start ENTRIES
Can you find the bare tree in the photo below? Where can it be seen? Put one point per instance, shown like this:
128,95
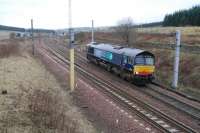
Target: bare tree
126,31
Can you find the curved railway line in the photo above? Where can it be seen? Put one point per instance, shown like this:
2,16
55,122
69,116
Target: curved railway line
161,95
145,111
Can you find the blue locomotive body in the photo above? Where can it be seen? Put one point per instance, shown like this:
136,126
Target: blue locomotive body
127,62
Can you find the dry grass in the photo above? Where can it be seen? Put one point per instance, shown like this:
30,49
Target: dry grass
35,102
46,111
189,74
167,30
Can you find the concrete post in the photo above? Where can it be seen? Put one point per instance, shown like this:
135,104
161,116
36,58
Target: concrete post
176,61
32,37
71,52
92,31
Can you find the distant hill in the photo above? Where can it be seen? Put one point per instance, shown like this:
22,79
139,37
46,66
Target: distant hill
190,17
17,29
10,28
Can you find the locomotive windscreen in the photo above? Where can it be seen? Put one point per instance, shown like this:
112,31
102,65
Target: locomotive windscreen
144,60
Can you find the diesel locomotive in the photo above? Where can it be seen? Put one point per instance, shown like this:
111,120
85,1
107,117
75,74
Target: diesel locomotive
131,64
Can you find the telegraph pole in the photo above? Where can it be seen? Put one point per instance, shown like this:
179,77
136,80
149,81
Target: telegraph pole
32,37
92,31
177,58
71,51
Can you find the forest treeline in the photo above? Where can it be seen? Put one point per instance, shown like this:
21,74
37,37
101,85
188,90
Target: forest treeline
190,17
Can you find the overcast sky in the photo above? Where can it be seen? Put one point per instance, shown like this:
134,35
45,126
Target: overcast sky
53,14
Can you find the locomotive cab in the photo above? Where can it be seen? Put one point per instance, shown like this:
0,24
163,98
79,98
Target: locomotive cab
144,66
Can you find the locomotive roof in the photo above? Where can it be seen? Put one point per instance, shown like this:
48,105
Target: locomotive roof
119,49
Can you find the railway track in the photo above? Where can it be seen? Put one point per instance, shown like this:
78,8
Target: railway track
145,111
158,94
189,109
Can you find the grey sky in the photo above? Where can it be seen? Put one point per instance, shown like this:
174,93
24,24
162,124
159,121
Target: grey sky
54,13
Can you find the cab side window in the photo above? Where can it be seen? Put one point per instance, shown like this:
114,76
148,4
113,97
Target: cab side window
130,61
125,59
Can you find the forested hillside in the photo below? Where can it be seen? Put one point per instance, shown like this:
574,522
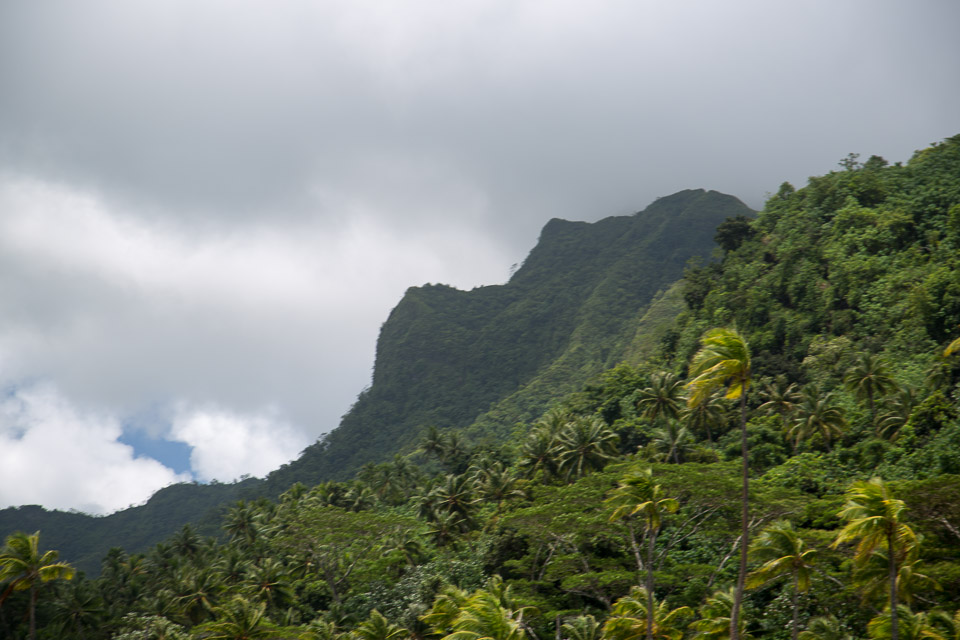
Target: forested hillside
817,365
576,306
446,356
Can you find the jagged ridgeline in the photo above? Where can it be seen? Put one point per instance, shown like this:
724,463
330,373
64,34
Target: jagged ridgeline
496,355
588,296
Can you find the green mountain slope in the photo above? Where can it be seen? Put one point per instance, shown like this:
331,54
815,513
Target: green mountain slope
491,356
500,354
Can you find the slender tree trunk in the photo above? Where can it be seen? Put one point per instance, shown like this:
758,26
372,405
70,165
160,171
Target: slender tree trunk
652,538
633,544
744,523
33,611
894,622
796,605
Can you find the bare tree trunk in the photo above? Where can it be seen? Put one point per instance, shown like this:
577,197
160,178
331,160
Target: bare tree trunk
33,611
651,541
796,604
744,523
894,622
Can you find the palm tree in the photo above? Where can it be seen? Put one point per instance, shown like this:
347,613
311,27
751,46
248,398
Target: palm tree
539,453
946,627
584,445
912,626
952,348
817,416
636,495
671,440
867,380
377,627
583,627
723,361
240,620
662,398
825,628
498,484
455,496
716,617
487,614
637,613
898,413
873,576
241,522
782,552
704,415
873,518
781,399
22,566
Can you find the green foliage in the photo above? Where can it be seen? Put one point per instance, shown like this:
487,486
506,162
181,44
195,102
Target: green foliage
846,289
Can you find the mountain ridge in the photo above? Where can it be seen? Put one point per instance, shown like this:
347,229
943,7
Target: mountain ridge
478,360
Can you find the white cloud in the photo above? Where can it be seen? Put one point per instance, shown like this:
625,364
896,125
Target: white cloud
206,323
227,445
58,455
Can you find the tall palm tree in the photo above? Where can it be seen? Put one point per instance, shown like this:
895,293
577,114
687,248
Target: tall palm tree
end ENTRIES
▸ CHALLENGE
Copy out the data word for word, from the line that contains "Can you find the green foliage" through the final line, including both.

▸ SOLUTION TO THIS TASK
Can you find the green foliage in the photo above? Where can it be seen? Put one point per instance, shown like this:
487,486
506,162
181,44
195,102
Target: green foliage
846,289
Can you find the mountain ridge in the photo above? Where can it be seen? Put one point per instance, shown like this:
347,229
943,7
Target: mountain ridge
478,360
Can you find the white cloud in the photo above? Where can it be seen? Put one point per instance, shown like this:
625,364
896,125
Target: white cloud
206,323
227,445
58,455
Can you find the tall palm tree in the photo above? Where can it be seen? Put one point per instance, shown like this:
895,293
577,114
687,248
Target: tall palm tree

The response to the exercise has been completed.